**Stated goal:** Write out every line of the material below as a numbered list, skipping any blank lines and leaving out the pictures.

── Supplied data

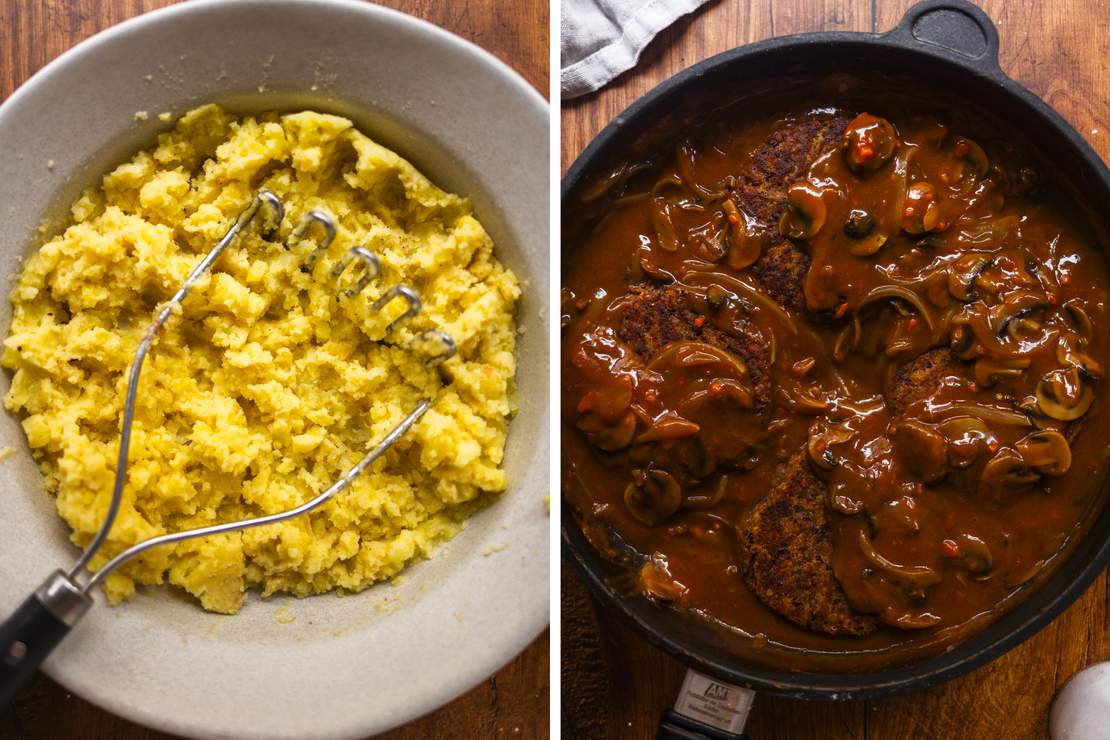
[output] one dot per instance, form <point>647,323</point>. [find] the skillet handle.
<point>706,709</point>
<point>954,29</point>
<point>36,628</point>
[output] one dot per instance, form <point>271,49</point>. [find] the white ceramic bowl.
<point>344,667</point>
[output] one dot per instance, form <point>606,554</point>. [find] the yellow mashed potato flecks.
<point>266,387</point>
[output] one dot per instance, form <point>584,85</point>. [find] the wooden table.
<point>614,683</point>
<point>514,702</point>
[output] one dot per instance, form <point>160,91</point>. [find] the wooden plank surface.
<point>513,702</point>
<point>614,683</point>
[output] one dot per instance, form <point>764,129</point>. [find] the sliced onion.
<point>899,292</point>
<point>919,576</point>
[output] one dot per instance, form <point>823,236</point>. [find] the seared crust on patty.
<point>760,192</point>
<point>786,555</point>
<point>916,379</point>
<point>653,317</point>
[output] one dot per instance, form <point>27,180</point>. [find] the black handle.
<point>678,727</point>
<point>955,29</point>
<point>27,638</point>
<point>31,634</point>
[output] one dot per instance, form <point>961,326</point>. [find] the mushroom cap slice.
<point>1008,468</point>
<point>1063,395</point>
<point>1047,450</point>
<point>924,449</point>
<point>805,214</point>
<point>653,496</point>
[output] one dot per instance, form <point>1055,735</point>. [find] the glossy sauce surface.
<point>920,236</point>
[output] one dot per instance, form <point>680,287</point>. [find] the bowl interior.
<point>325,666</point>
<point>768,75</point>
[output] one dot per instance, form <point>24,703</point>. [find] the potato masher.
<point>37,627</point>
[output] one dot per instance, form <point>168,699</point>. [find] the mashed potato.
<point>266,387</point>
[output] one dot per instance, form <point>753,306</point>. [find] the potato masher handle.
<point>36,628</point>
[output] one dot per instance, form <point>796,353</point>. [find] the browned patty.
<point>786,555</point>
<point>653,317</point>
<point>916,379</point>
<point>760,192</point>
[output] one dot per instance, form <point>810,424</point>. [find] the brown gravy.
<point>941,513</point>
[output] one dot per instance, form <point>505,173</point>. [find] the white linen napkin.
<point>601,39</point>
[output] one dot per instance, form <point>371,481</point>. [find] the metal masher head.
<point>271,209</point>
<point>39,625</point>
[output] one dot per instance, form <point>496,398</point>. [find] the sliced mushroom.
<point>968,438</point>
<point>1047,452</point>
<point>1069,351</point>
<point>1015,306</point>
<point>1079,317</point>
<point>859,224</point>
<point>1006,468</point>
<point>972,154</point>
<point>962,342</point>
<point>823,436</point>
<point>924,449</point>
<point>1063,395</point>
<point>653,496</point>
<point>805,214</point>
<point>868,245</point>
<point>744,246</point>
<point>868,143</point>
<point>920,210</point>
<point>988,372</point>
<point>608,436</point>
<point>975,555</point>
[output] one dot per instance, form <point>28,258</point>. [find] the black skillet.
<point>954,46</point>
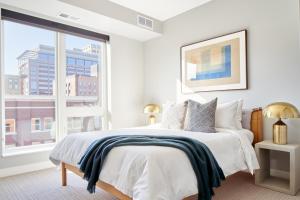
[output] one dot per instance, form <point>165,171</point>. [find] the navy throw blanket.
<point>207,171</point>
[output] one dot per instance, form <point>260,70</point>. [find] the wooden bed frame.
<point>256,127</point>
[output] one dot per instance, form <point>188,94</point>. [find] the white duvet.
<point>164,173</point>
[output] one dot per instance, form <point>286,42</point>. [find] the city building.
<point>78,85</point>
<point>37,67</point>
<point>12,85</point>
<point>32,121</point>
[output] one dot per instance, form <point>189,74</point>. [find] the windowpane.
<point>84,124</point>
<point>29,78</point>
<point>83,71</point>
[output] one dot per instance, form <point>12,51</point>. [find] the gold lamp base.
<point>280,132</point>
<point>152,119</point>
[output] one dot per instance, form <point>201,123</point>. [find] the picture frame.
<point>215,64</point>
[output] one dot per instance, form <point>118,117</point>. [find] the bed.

────

**Answer for the task:**
1. [output] one dot per instance, form <point>647,323</point>. [find] the skillet handle.
2. <point>706,709</point>
3. <point>954,29</point>
4. <point>36,628</point>
5. [output] one dot per instance, form <point>271,49</point>. [find] the white ceramic bowl.
6. <point>344,667</point>
7. [output] one dot per instance, form <point>606,554</point>. [find] the yellow mashed potato flecks.
8. <point>266,387</point>
9. [output] one dot per instance, form <point>584,85</point>. [find] the wooden table.
10. <point>614,683</point>
11. <point>514,702</point>
12. [output] one dot per instance, form <point>160,91</point>. [find] the wooden plank surface.
13. <point>513,702</point>
14. <point>614,683</point>
15. [output] one dot per instance, form <point>764,129</point>. [find] the sliced onion.
16. <point>899,292</point>
17. <point>919,576</point>
18. [output] one dot per instance, form <point>823,236</point>. [find] the seared crust on patty.
19. <point>760,192</point>
20. <point>786,555</point>
21. <point>916,379</point>
22. <point>653,317</point>
23. [output] one dot per instance, form <point>27,180</point>. [find] the black handle.
24. <point>678,727</point>
25. <point>955,29</point>
26. <point>27,638</point>
27. <point>31,634</point>
28. [output] one dot per instance, form <point>961,326</point>. [find] the mushroom cap slice.
29. <point>1008,468</point>
30. <point>1063,395</point>
31. <point>1047,450</point>
32. <point>924,449</point>
33. <point>805,214</point>
34. <point>653,496</point>
35. [output] one dot per instance, form <point>1055,735</point>. [find] the glossy sauce surface.
36. <point>920,236</point>
37. [output] one dot per instance, form <point>680,287</point>. [find] the bowl interior.
38. <point>325,666</point>
39. <point>768,75</point>
40. [output] one dot per instance, form <point>24,703</point>. [find] the potato masher.
41. <point>37,627</point>
42. [output] one dot per instance, form <point>168,699</point>. [find] the mashed potato.
43. <point>266,387</point>
44. [output] one dot per instance, form <point>753,306</point>. [find] the potato masher handle.
45. <point>36,628</point>
46. [output] one dot per instance, form <point>796,353</point>. [find] the browned patty.
47. <point>786,555</point>
48. <point>653,317</point>
49. <point>916,379</point>
50. <point>760,192</point>
51. [output] one dot per instance, form <point>810,424</point>. [find] the brown gravy.
52. <point>941,513</point>
53. [output] one dot per instance, form <point>505,173</point>. [find] the white linen napkin.
54. <point>601,39</point>
55. [output] one dot per instance, form <point>371,481</point>. [find] the metal masher head.
56. <point>271,209</point>
57. <point>39,625</point>
58. [output] one dot per instance, form <point>496,398</point>. [find] the sliced mushroom.
59. <point>968,438</point>
60. <point>1047,452</point>
61. <point>1069,351</point>
62. <point>1015,306</point>
63. <point>1079,317</point>
64. <point>859,224</point>
65. <point>1006,468</point>
66. <point>972,154</point>
67. <point>962,342</point>
68. <point>823,436</point>
69. <point>924,449</point>
70. <point>1063,395</point>
71. <point>653,496</point>
72. <point>805,214</point>
73. <point>868,245</point>
74. <point>744,246</point>
75. <point>868,143</point>
76. <point>920,210</point>
77. <point>988,372</point>
78. <point>608,436</point>
79. <point>975,555</point>
80. [output] one dot per instance, form <point>28,258</point>. [find] the black skillet.
81. <point>954,46</point>
82. [output] one dot per instance, form <point>165,171</point>. [find] the navy throw blanket.
83. <point>207,171</point>
84. [output] one dot per instance, form <point>260,70</point>. [find] the wooden bed frame.
85. <point>256,127</point>
86. [output] one dot per instance, form <point>188,94</point>. [find] the white duvet.
87. <point>164,173</point>
88. [output] one dot per instance, form <point>286,42</point>. [find] the city building.
89. <point>78,85</point>
90. <point>37,67</point>
91. <point>12,85</point>
92. <point>32,121</point>
93. [output] one dot per instance, form <point>189,74</point>. [find] the windowpane.
94. <point>84,124</point>
95. <point>29,78</point>
96. <point>83,71</point>
97. [output] one dot per instance, form <point>12,51</point>. [find] the gold lamp base.
98. <point>280,132</point>
99. <point>152,119</point>
100. [output] one dot per instance, form <point>201,123</point>. [find] the picture frame.
101. <point>215,64</point>
102. [output] one dot per instance, form <point>118,117</point>. [find] the bed.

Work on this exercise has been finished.